What needs to be done:
Lines below starting with the line with "For each instance of the garlic" and going on through the line with "[[174, 30], [253, 478], [53, 268], [193, 372]]" must be output exactly; the rest of the records must be left out.
*** Supplied data ***
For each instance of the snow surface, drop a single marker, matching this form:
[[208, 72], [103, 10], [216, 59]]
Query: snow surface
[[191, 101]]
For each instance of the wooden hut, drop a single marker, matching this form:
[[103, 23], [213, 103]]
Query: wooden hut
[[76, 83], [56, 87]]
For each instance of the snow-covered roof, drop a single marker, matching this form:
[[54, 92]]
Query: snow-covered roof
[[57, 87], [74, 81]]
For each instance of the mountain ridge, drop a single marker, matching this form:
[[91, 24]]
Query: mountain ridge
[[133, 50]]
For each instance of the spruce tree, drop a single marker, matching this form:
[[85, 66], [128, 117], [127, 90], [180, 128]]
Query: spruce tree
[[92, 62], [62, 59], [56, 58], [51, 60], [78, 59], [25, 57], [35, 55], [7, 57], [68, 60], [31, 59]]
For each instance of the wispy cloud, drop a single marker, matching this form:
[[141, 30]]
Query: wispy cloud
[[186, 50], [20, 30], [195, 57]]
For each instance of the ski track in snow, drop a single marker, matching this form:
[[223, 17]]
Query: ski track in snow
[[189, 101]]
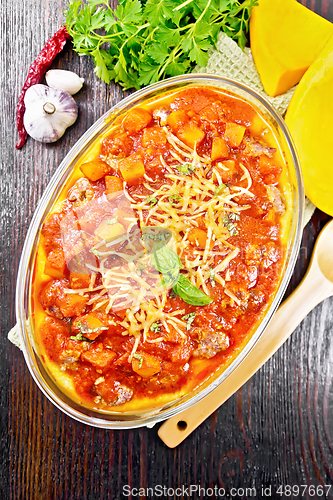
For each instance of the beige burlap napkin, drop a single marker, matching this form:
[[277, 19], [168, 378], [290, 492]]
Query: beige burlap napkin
[[228, 60]]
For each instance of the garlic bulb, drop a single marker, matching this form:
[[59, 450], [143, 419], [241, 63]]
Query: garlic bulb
[[48, 112], [64, 80]]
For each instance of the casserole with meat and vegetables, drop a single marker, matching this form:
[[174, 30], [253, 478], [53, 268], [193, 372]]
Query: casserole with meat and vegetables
[[163, 252]]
***
Answer box:
For each instance of the garlic bulb, drop a single marker, matching this form:
[[59, 450], [143, 419], [241, 63]]
Query: garlic bulb
[[48, 112], [64, 80]]
For each instance of the casserole with meat and vegetables, drop a single marker, matching this form:
[[174, 30], [253, 478], [53, 268], [193, 372]]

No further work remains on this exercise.